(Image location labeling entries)
┄┄┄┄┄┄┄┄┄┄┄┄┄┄┄┄┄┄┄┄

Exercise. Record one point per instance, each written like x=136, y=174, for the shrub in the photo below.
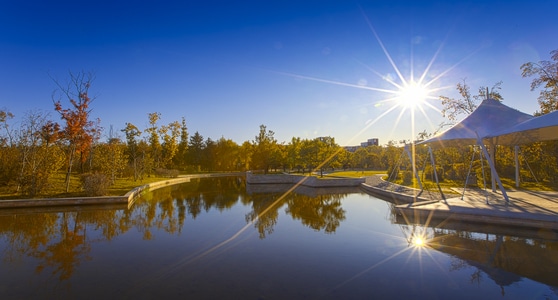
x=172, y=173
x=407, y=177
x=95, y=184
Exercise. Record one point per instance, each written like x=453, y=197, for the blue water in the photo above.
x=211, y=239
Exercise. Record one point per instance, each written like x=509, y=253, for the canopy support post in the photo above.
x=435, y=173
x=516, y=157
x=494, y=176
x=415, y=173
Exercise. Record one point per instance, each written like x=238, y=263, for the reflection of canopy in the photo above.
x=537, y=129
x=490, y=117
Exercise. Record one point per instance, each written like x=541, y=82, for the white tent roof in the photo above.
x=537, y=129
x=491, y=116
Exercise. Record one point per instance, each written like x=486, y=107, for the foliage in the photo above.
x=171, y=173
x=95, y=184
x=453, y=108
x=546, y=76
x=79, y=131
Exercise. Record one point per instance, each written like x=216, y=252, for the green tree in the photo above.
x=245, y=155
x=453, y=108
x=132, y=150
x=39, y=158
x=195, y=151
x=227, y=155
x=154, y=139
x=208, y=155
x=265, y=146
x=180, y=158
x=170, y=134
x=111, y=158
x=8, y=149
x=546, y=75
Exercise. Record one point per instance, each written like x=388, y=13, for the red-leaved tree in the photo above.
x=79, y=132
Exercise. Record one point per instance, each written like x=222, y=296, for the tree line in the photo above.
x=37, y=148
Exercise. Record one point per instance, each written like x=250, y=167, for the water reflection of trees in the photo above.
x=62, y=239
x=323, y=212
x=504, y=254
x=504, y=259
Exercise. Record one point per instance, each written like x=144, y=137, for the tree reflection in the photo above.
x=504, y=259
x=265, y=211
x=323, y=212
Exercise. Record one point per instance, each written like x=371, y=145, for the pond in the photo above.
x=219, y=238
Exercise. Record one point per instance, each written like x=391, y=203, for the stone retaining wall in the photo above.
x=129, y=198
x=309, y=181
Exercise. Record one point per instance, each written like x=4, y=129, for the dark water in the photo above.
x=219, y=239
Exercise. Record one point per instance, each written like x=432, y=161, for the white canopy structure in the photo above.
x=481, y=127
x=490, y=117
x=538, y=129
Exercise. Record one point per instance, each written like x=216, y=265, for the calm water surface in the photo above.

┄┄┄┄┄┄┄┄┄┄┄┄┄┄┄┄┄┄┄┄

BRIEF: Copy out all the entries exactly. Images stay out of the copy.

TASK RESULT:
Exercise. Record one point per instance, each written like x=136, y=174, for the shrub in the photo below.
x=172, y=173
x=407, y=177
x=95, y=184
Exercise. Record one point per instance, each written like x=453, y=197, for the blue water in the photo above.
x=211, y=239
Exercise. Record one point per instance, each written like x=509, y=253, for the canopy support post in the photo above.
x=435, y=173
x=516, y=157
x=494, y=176
x=415, y=173
Exercise. Record one point per instance, each written like x=238, y=263, for the reflection of canopy in the photo above.
x=537, y=129
x=490, y=117
Exercise. Record one point per instance, each written like x=541, y=82, for the white tent roof in the photo above.
x=537, y=129
x=491, y=116
Exercise. Record one point per instance, each written like x=486, y=107, for the foliage in the photo above.
x=171, y=173
x=95, y=184
x=453, y=108
x=546, y=76
x=79, y=131
Exercise. Record one point per instance, each written like x=216, y=252, for the green tree in the photo above.
x=245, y=155
x=453, y=108
x=132, y=150
x=39, y=158
x=195, y=151
x=227, y=155
x=154, y=139
x=208, y=155
x=265, y=146
x=180, y=158
x=170, y=134
x=111, y=158
x=8, y=149
x=546, y=75
Exercise. Record one point per instance, each written like x=388, y=13, for the red-leaved tree in the photo above.
x=79, y=132
Exercise. Record one point per instance, each written like x=222, y=296, for the tree line in the photo above.
x=37, y=148
Exercise. Record one point per instance, each written like x=250, y=167, for the water reflection of trees in the photo above.
x=62, y=239
x=323, y=212
x=504, y=254
x=504, y=259
Exercise. Record one point per instance, each written like x=144, y=137, for the tree reflection in the photo above.
x=504, y=259
x=265, y=211
x=323, y=212
Exercise. Record one point per instance, each written like x=371, y=145, for the pond in the photo above.
x=219, y=238
Exercise. Record one point per instance, each written like x=391, y=203, for the stone retaining wall in the photo above.
x=129, y=198
x=309, y=181
Exercise. Record one point per instance, each written like x=4, y=129, for the dark water in the photo above.
x=219, y=239
Exercise. Record one point per instance, each written like x=432, y=161, for the white canopy structure in the photo above.
x=481, y=127
x=490, y=117
x=538, y=129
Exercise. Record one point per instance, each written like x=216, y=265, for the calm water surface in the photo above.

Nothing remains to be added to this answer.